SOURCE PASSAGE:
....

Several dozen protesters, including AIDS advocates, patients and senior citizens upset about the high price of other Abbott drugs, converged outside Abbott's headquarters where shareholders were meeting.
At issue is a decision by the North Chicago-based company to raise the price of its AIDS drug Norvir about 400 percent. At least two state attorneys general are probing the increase and Abbott is the target of several lawsuits on the issue.
"I think Abbott was hoping the AIDS community had grown soft and fat," said Jim Pickett, 38, an AIDS patient and advocate who lives in Chicago. He said he wanted shareholders to be aware of the "unprecedented and immoral" price increase.
Abbott contends the price hike is from about $600 a year to $3,100 a year under the most commonly prescribed dose.
AIDS advocates say the price hike is even higher, from roughly $2,500 to about $10,000 yearly, taking into account that Norvir is necessary for other drugs to work.
Norvir, generically called ritonavir, is a component of many AIDS-fighting cocktails and helps quell the HIV virus that causes AIDS. It is unique in that it boosts the effectiveness of other AIDS drugs.
Abbott defends the price change, noting it is still among the lowest in its class. The company argues that the increase was long overdue and is necessary for it to recoup costs.
During the meeting, no shareholders asked questions about the protesters outside, according to spokeswoman Jennifer Smoter.
"Nobody likes a price increase," acknowledged Jim Howley, advocacy relations manager at Abbott, who is an AIDS patient himself and a former community activist. "The most important thing is to have Abbott stay in HIV" drug development.
Prescription drug costs generally are soaring at several times the rate of overall price inflation, creating a escalating public image problem for the pharmaceutical industry, analysts say.

....

THE DATA:
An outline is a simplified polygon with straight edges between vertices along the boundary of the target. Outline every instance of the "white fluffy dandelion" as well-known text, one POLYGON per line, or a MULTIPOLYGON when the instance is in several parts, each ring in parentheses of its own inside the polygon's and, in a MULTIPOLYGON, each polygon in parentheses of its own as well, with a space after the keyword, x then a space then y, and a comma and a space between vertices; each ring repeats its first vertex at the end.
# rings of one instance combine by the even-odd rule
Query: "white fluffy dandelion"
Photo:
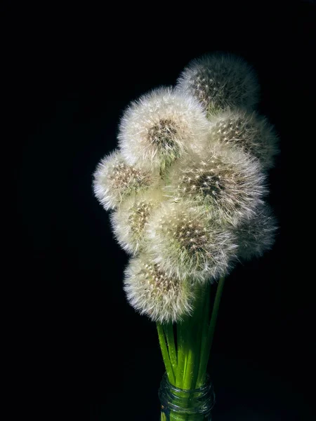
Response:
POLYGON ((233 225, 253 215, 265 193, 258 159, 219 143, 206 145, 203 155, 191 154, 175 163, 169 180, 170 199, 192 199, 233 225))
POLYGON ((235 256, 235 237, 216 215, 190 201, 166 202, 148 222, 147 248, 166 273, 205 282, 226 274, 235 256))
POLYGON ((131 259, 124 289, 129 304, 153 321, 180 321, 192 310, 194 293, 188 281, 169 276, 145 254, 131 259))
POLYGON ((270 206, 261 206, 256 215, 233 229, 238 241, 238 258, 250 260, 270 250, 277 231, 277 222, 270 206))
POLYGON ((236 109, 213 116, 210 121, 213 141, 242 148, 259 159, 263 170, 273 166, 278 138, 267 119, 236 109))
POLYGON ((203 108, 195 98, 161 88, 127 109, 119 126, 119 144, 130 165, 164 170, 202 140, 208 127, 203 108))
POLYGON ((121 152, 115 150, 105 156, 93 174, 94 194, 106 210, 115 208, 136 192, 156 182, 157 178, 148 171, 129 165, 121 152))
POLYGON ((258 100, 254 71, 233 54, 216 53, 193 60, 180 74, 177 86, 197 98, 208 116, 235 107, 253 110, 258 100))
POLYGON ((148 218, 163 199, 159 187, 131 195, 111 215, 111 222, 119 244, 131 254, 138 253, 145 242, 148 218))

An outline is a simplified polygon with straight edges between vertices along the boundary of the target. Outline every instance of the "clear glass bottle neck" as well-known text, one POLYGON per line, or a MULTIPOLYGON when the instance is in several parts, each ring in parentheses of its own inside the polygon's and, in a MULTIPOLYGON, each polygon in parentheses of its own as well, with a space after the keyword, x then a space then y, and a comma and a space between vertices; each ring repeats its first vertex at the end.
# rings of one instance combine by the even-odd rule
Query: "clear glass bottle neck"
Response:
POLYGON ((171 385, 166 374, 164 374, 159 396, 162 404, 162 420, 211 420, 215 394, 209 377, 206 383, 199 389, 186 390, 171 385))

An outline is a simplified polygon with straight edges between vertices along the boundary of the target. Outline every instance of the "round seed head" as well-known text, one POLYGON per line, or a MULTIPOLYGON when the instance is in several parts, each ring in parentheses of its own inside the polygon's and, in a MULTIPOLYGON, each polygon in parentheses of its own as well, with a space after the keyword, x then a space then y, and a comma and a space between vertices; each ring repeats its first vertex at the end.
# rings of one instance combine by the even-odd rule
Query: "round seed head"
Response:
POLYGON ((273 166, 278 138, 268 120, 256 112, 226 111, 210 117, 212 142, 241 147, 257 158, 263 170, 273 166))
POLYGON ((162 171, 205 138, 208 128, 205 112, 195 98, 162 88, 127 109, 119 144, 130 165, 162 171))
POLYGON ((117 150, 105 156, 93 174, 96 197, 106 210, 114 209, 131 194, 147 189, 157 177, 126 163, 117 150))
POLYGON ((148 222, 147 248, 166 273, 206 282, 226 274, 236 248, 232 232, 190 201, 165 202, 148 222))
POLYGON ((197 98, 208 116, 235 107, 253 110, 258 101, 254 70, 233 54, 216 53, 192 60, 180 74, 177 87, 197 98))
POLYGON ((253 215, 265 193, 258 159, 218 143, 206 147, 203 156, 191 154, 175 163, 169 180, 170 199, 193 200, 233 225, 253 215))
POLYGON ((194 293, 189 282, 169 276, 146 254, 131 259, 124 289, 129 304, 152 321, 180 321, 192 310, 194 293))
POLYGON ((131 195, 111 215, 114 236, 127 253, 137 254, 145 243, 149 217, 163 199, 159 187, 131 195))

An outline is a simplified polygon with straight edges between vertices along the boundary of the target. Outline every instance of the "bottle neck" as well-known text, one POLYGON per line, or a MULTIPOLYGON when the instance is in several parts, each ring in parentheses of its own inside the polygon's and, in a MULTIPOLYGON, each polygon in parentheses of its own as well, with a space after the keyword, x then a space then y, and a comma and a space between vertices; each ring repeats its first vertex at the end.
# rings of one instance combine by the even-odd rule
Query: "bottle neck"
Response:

....

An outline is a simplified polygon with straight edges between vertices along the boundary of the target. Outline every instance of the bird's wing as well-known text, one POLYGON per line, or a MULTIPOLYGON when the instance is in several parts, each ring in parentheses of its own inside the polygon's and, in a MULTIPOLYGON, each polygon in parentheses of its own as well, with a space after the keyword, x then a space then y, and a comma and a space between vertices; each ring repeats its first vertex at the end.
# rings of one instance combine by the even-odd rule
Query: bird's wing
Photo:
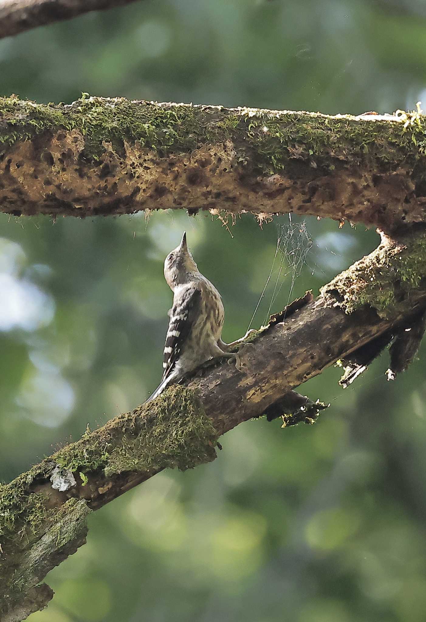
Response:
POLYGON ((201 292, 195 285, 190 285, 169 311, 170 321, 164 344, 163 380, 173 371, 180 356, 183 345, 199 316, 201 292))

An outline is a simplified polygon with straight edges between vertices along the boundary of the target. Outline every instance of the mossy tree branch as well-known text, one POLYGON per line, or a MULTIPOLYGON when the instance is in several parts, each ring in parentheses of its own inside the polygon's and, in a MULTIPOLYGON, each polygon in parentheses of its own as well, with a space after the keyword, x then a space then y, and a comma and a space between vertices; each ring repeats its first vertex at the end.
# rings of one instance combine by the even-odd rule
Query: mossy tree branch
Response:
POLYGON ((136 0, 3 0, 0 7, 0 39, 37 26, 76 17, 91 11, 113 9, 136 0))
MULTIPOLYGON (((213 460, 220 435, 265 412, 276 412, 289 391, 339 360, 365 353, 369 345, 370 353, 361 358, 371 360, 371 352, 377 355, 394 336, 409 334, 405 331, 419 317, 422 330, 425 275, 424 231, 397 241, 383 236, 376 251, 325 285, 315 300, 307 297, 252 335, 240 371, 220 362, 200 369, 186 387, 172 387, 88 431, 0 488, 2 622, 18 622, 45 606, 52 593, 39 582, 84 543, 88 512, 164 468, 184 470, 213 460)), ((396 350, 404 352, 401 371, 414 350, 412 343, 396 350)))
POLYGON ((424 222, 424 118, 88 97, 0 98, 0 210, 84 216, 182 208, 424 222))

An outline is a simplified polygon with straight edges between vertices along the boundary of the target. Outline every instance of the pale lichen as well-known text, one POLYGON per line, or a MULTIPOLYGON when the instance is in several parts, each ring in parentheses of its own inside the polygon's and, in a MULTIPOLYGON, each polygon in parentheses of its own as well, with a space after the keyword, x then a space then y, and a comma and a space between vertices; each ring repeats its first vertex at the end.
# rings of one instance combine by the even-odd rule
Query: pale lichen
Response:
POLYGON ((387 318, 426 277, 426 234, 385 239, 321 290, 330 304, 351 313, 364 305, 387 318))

....

Retype the passage on the Norvir price increase word for word, from "Abbott contends the" to "drugs to work.".

EXPECTED ANSWER:
Abbott contends the price hike is from about $600 a year to $3,100 a year under the most commonly prescribed dose.
AIDS advocates say the price hike is even higher, from roughly $2,500 to about $10,000 yearly, taking into account that Norvir is necessary for other drugs to work.